## INSTRUCCIONES DE TRABAJO
a) Según el reportaje del Día de la Madre, ¿por qué las recetas populares de los cuatro cocineros sí tienen cabida en sus restaurantes? Responde en una o dos frases.
b) Enumera, por favor, los platos que anuncia el subtítulo del reportaje del Día de la Madre.
c) Prosigue el reportaje del Día de la Madre desde su última frase.
═══ TEXTO MOSTRADO
ESPECIAL DÍA DE LA MADRE

De mi madre aprendí

Cuatro cocineros valencianos preparan junto a sus madres las recetas de su infancia. Sencillas, honestas. Ensaladilla, alcachofas, pimientos y un bocata Almussafes

Fotos: KIKE TABERNER

| 03/05/2019 | 12 min, 3 seg

VALÈNCIA. Mi madre triturando el tomate para el sofrito del arroz. Mi madre inventándose un cuento, mientras levanta la cuchara, para intentar que coma algo. Mi madre llorando en la cocina porque está pelando cebollas. Ella también, anunciando que hoy tocan macarrones con queso, o enfadada, amenazando con dejarme en el comedor del colegio mientras se seca la sopa. De repente me doy cuenta de que todos mis primeros recuerdos con la comida están vinculados a su figura. Los domingos haciendo bizcochos, la caja de latón con las recetas.

Si solo pudiera comer una cosa más en el mundo, no elegiría un plato de Ferran Adrià, sino de mi madre. Supongo que todos haríamos lo mismo. Si la cocina son recuerdos, las recetas de nuestra familia son los pilares de la memoria, y el refugio ante un futuro incierto. Ya lo decía Joël Robuchon,“cuando mi madre nos daba el pan, nos repartía amor". 

Con motivo del Día de la Madre, que se conmemora el primer domingo de mayo, cuatro cocineros valencianos nos cuentan la historia de los platos que aprendieron de ellas y nos dejan presenciar cómo los preparan a su lado. En sus casas, en sus cocinas. Nada de aires ni de espumas; más bien pimientos y bocadillos. Recetas populares, que tal vez no tengan cabida en sus restaurantes, o en realidad sí, porque son a las que regresan una y otra vez.

La ensaladilla de Ángeles

La madre de Vicente Patiño tiene 75 años y vive en Xàtiva, apenas a una manzana del bar familiar donde empezó todo. Trabajó en él durante 22 años, mientras sacaba adelante a tres hijos, y lo hizo sin ayuda de nadie. Marchaban bocadillos, bravas y, cómo no, ensaladilla. 

Abre la puerta del piso y se le adelanta una perrita Yorkshire, que se llama Mimi. Nos abraza y nos hace pasar. En la salita, la mesa central con tapete de ganchillo y una pared atestada de recortes de prensa, donde hay artículos con más de diez años de antigüedad. En todos ellos se habla de su hijo, de cuando ganó el premio a cocinero revelación en Madrid Fusión, o de cuando inauguró Saiti en València, incluso están las últimas críticas sobre la cocina de Sucar. Nos enseña algunas fotos de sus nietos y su colección de dedales. Entonces pasamos a la cocina, donde además hay recipientes de cerámica que ella misma se encarga de pintar.

Vicente y Ángeles van a preparar la ensaladilla de toda una vida. La misma que les hizo famosos en el bar. "La gente venía a propósito a por ella, era lo que más se pedía junto con los mediterráneos de pan tostado y pimentón", recuerda el cocinero. Y la misma que él se ha encargado de perfeccionar, hasta el punto de ser la más famosa de València. "Lleva patata, huevo y atún; no tiene más. Solo que Vicente no le pone guisantes ni aceitunas, que yo sí lo hacía, sino encurtidos", cuenta Ángeles. También macera los ingredientes durante 24 horas. Una idea de madre, pasada por la técnica del hijo y servida ahora en un Bib Gourmand.
══════
═══ DATOS DEL CONJUNTO
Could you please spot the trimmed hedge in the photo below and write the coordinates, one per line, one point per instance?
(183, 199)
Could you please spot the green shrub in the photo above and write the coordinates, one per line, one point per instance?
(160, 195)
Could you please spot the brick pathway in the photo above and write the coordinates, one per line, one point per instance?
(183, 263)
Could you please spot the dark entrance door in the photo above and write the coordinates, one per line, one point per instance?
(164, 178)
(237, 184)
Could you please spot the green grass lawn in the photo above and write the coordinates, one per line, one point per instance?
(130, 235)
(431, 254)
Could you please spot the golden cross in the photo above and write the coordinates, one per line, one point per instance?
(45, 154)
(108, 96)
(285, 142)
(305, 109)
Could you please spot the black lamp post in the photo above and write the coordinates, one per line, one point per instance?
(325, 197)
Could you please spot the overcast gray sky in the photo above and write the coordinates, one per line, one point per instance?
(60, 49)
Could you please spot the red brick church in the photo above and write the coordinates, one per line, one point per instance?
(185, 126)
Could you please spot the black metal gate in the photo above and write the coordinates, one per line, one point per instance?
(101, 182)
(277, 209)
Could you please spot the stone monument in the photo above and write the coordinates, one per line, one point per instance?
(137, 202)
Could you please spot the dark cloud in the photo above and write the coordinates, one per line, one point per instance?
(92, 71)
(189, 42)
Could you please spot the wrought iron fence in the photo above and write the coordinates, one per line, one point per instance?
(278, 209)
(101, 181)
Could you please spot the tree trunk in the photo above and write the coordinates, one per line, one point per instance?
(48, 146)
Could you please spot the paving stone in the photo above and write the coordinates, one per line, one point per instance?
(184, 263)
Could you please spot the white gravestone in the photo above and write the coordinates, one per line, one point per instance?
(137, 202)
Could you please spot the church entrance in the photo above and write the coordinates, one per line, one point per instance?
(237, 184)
══════
## TAREAS RESUELTAS
a) Porque son las recetas a las que los cocineros regresan una y otra vez.

b)
- Ensaladilla
- Alcachofas
- Pimientos
- Bocata Almussafes

c)
Mientras las patatas hierven, a Ángeles se le viene un mundo de recuerdos. De cuando su suegra le enseñaba a preparar los primeros platos, la sepia con mayonesa, el arròs al forn. De cuando Vicente se presentaba en la puerta del bar a la hora de comer y ella pensaba: "Ya hay lentejas en el colegio". Y de las primeras veces que empezó a colarse por detrás de la barra, a querer hacer los bocadillos. "Como es zurdo, cortaba el pan a su manera y me dejaba las barras desmigadas", rememora. Ella no quería que fuera cocinero, "prefería que estuviese en sala, como su padre", pero los fogones tiraban demasiado y la vocación se impuso.

"No sé si me dedicaría a esto de no ser por ella, la verdad es que lo llevo en la sangre. Soy de familia hostelera y mi madre ha sido una gran cocinera", asegura Patiño. Sigue siéndolo. El bar ya lo traspasaron, pero todos los días, a la hora de comer, Ángeles recibe a sus hijas y a sus nietos. "Ellos me piden sopa de estrellitas y yo, a cumplir", dice con alegría. Y empieza a machacar la patata, con la soltura de una vida entera. Luego el atún, luego la mayonesa. 

El Almussafes de Rosa María

La relación de Begoña Rodrigo con su madre es un poco particular. "Tiene complejo de que ha sido mala madre, y eso me duele en el alma. Yo le digo que no es cierto", llegó a afirmar en una entrevista. Tanto es así que le ha cedido la buhardilla de su casa, con vistas sobre la playa de La Patacona, para que monte su propio apartamento y se quede bien cerca.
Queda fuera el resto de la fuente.